> **Directions**
**1)** According to the post on the Old Testament as the Word of God, how many times does "Thus says the Lord," or its equivalent, occur in the Old Testament, as quoted from the Campus Crusade for Christ website?
**2)** Pick out every line in the records that contains the word "plastic".

> **Source document**
┄┄┄┄┄┄
The Old Testament as the Word of God

06/02/2014

I have this dilemma about the Old Testament that I’m hoping that someone can help me out with. You see the Old Testament is considered to be the Word of God by the Jewish people and is the basis for their religion and their belief system about God. The Old Testament is also considered to be the Word of God by Christians and, along with the New Testament, forms the basis for their religion and their belief system about God. It just seems to me that that is not possible. The reason for my quandary is that Judaism and Christianity come to different conclusions about what the Word of God in the Old Testament means. After all, by definition, their religions are different, right?

Not to digress, but I was reading the opinion of the Campus Crusade for Christ which addresses the question of why the Old Testament is the Word of God. Their website stated that,“‘Thus says the Lord’, or its equivalent, occurs more than 2,000 times in the Old Testament.”

Aside: For me, theses quotes in the Old Testament about “Thus says the Lord” kind of reminds me of my minister starting his sermon with, “And last night God spoke to me.”

A consensus of historians and theologians say that they don’t know exactly who wrote the Old Testament. So how can anyone accept at face value that these words were actually spoken by God. The answer apparently is that the prophets said so. More to the point, the stories in the Bible written by these same unknown authors say that that’s what the prophets said. How’s that for circular logic!
┄┄┄┄┄┄
> **Point annotation records**

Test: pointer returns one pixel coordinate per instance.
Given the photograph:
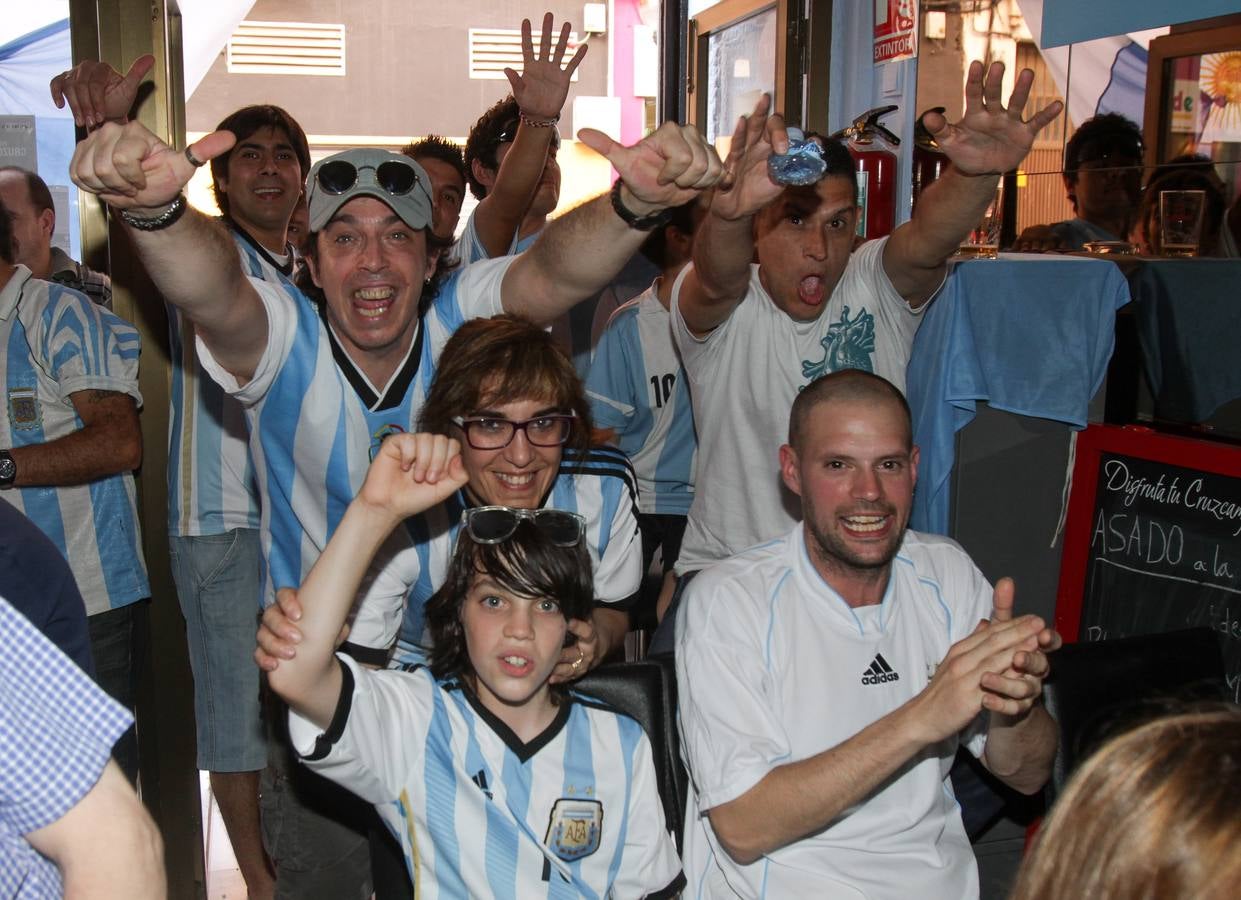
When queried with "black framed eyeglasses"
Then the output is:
(497, 524)
(485, 432)
(340, 175)
(509, 133)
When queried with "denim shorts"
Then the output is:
(219, 581)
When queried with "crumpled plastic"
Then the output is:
(802, 165)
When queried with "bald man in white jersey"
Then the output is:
(828, 677)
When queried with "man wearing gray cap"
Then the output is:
(327, 374)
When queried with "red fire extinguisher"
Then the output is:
(876, 171)
(928, 159)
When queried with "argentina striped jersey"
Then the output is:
(211, 483)
(310, 432)
(470, 250)
(478, 813)
(637, 387)
(56, 344)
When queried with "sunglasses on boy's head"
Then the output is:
(394, 176)
(497, 524)
(487, 432)
(509, 133)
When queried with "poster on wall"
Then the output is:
(17, 144)
(896, 30)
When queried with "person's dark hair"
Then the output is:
(6, 235)
(655, 246)
(433, 147)
(1102, 135)
(839, 162)
(40, 196)
(243, 123)
(528, 564)
(501, 360)
(484, 138)
(1151, 814)
(436, 246)
(1195, 163)
(846, 384)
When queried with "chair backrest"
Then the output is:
(1098, 688)
(647, 692)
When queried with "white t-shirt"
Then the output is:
(478, 813)
(743, 378)
(773, 667)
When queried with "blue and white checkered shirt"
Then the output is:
(57, 729)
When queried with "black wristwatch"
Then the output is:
(8, 469)
(648, 222)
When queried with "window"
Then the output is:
(287, 49)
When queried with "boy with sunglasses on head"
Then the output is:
(482, 742)
(516, 406)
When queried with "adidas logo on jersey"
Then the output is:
(879, 672)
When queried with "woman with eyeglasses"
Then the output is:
(495, 781)
(518, 409)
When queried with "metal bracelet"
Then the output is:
(159, 222)
(539, 123)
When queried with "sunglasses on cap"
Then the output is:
(394, 176)
(509, 133)
(497, 524)
(488, 432)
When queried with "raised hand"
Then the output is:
(412, 473)
(97, 93)
(1016, 688)
(541, 87)
(668, 168)
(129, 168)
(990, 139)
(746, 185)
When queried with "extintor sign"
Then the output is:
(896, 30)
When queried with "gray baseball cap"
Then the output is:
(390, 176)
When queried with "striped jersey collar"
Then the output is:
(397, 386)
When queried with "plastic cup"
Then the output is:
(983, 241)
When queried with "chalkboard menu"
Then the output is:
(1153, 540)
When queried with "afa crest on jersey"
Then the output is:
(24, 411)
(575, 828)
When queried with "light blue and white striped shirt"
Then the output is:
(479, 813)
(57, 343)
(597, 484)
(211, 487)
(469, 246)
(637, 387)
(312, 433)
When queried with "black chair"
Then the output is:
(1097, 689)
(647, 690)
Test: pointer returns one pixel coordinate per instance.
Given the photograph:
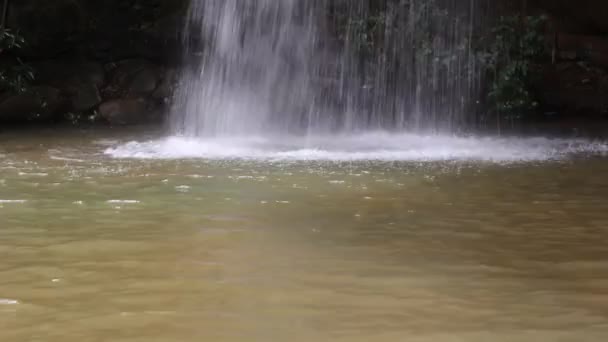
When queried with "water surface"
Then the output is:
(301, 244)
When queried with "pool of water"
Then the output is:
(115, 236)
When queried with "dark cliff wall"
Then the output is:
(105, 30)
(110, 61)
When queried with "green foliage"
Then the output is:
(15, 75)
(515, 44)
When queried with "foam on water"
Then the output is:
(364, 147)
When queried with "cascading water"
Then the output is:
(335, 80)
(288, 66)
(255, 70)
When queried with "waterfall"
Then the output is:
(262, 67)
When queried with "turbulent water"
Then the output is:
(296, 66)
(274, 247)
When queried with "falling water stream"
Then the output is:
(304, 196)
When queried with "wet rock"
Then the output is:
(132, 79)
(41, 103)
(85, 97)
(124, 111)
(144, 82)
(65, 73)
(165, 88)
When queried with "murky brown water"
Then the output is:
(100, 249)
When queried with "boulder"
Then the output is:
(144, 82)
(165, 88)
(65, 73)
(85, 97)
(41, 103)
(124, 111)
(132, 78)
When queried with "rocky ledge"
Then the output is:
(126, 92)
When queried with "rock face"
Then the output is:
(124, 112)
(95, 59)
(41, 103)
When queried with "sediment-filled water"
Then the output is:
(102, 239)
(320, 67)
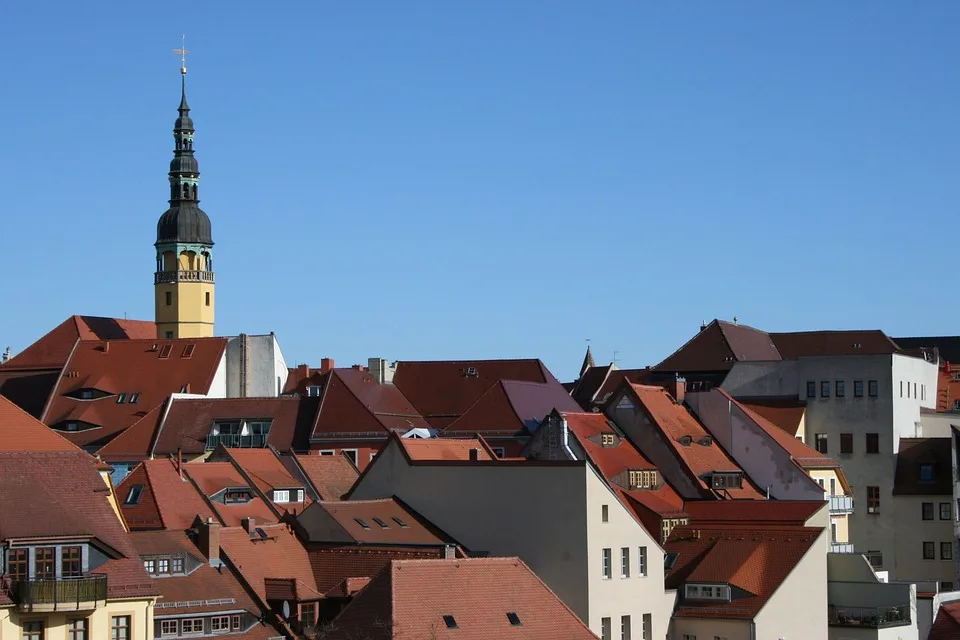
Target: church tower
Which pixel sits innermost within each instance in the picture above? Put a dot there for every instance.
(184, 282)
┄┄┄┄┄┄
> **Final results**
**1)** More than 2,000 times.

**2)**
When queried with "crumpled plastic"
When queried with "plastic cup"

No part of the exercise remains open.